• [Objective] Reproduce word for word the lines starting at the one that contains "Q: Point out the white coca-cola" and ending at the one that contains "[554,295,683,433]". Include both of those lines.

[Entries for labeling bounding boxes]
━━━━━━━━━━━━━━━━
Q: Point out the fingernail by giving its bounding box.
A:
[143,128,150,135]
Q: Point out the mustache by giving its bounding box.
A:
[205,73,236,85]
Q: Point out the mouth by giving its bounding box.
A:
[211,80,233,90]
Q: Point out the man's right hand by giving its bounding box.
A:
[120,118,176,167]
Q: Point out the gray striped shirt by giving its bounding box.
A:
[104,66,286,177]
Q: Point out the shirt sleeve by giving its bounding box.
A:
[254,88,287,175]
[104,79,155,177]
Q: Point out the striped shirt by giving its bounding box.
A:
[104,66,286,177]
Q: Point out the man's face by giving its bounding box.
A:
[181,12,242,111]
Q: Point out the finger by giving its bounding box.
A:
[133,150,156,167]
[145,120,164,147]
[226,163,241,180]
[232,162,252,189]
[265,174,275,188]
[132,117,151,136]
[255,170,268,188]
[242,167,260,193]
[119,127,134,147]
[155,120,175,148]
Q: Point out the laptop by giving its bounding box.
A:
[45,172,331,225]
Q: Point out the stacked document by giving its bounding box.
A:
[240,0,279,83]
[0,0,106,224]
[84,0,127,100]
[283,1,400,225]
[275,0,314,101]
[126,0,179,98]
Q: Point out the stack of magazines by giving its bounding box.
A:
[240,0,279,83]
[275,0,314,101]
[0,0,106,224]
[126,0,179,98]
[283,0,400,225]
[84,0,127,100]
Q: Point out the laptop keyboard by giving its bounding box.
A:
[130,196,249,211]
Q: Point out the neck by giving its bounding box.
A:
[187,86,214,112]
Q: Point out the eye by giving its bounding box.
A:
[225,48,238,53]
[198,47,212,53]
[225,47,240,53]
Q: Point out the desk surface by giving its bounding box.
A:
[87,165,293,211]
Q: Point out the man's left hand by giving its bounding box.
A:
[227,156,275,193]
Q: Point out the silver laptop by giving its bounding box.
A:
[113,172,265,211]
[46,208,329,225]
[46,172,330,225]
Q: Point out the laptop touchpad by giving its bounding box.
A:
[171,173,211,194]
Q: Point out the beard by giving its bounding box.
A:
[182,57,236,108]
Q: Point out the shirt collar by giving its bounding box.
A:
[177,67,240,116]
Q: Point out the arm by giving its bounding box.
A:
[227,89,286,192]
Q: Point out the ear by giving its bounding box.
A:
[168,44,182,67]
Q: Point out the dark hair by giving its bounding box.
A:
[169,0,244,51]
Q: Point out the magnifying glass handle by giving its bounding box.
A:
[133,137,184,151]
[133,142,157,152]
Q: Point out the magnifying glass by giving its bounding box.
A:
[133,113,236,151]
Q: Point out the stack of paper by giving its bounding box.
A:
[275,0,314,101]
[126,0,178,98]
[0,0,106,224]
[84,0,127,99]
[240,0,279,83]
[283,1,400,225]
━━━━━━━━━━━━━━━━
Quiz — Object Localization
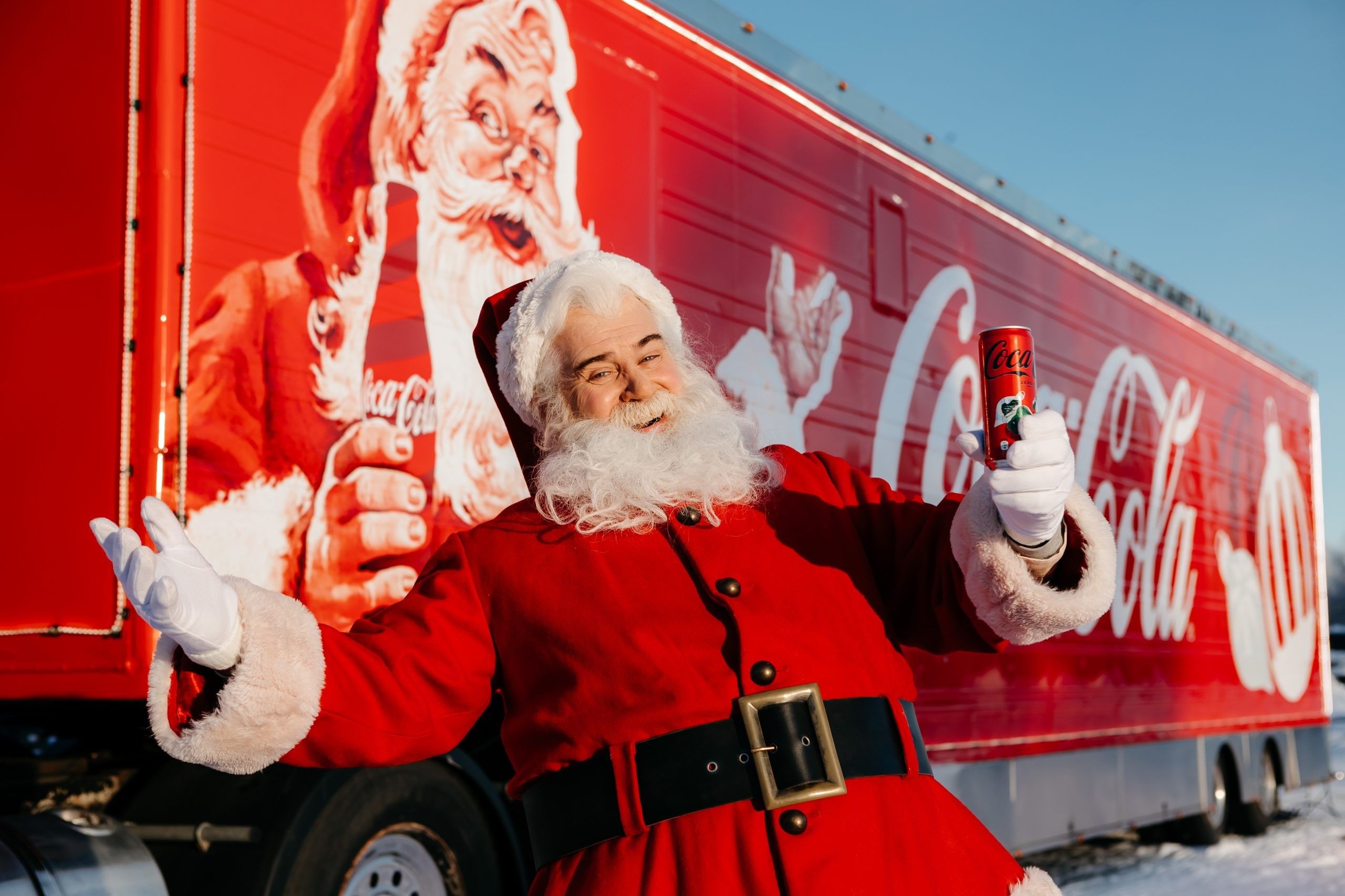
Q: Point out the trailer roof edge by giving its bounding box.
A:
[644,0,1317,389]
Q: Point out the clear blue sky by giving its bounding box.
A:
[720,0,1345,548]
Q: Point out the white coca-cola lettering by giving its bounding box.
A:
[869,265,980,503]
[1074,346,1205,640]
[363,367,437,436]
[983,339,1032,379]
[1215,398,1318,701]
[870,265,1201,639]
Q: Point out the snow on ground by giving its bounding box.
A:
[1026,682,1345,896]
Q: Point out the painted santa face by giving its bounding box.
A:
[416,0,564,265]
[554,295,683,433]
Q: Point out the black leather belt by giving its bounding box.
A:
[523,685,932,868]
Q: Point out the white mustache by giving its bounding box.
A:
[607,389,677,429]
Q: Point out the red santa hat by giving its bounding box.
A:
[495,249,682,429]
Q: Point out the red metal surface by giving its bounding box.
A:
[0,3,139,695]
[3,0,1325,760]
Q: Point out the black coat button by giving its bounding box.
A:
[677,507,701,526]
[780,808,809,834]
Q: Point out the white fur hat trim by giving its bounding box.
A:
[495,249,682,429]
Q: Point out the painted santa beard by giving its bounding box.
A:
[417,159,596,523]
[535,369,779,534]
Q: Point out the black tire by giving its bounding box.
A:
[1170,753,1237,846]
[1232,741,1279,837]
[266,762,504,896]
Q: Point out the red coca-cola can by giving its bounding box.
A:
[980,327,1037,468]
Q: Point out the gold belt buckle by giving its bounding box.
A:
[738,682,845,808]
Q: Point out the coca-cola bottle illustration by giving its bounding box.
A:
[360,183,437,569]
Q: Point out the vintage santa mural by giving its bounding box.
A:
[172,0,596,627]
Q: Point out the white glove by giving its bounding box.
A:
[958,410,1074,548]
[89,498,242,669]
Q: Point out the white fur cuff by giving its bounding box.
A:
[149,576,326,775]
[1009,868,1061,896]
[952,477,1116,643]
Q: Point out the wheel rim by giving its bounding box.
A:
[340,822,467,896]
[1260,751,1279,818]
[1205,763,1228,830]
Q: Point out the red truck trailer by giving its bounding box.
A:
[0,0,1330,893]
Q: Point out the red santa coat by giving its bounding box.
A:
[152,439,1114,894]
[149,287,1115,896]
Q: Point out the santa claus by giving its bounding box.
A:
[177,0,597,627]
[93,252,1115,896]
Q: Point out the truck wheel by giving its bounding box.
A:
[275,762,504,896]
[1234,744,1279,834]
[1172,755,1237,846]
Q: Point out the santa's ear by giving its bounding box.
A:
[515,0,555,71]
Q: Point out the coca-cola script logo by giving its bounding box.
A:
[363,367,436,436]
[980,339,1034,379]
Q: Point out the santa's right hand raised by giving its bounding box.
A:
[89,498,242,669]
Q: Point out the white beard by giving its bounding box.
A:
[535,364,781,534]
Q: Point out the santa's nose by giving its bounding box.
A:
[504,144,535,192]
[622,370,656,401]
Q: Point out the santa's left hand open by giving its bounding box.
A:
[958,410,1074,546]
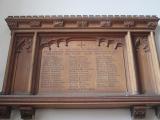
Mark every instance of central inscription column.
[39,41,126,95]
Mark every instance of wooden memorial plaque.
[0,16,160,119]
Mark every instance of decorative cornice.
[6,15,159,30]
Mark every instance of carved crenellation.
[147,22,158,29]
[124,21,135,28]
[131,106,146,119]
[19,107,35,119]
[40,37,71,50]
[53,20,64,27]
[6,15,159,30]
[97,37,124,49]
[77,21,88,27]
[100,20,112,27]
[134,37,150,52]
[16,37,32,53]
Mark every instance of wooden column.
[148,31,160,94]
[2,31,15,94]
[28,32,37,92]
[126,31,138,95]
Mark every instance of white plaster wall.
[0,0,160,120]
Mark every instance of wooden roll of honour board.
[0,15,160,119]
━━━━━━━━━━━━━━━━
• [Response]
Q: Point out the white coca-cola lettering by giving its bounding box.
A:
[869,265,980,503]
[1074,346,1205,640]
[363,367,437,436]
[983,339,1032,379]
[1215,398,1318,701]
[870,265,1201,639]
Q: Point out the snow on ground by giving its bounding box.
A:
[1026,682,1345,896]
Q: Point out the painted santa face by giving its bounding box.
A:
[416,0,564,265]
[554,295,683,433]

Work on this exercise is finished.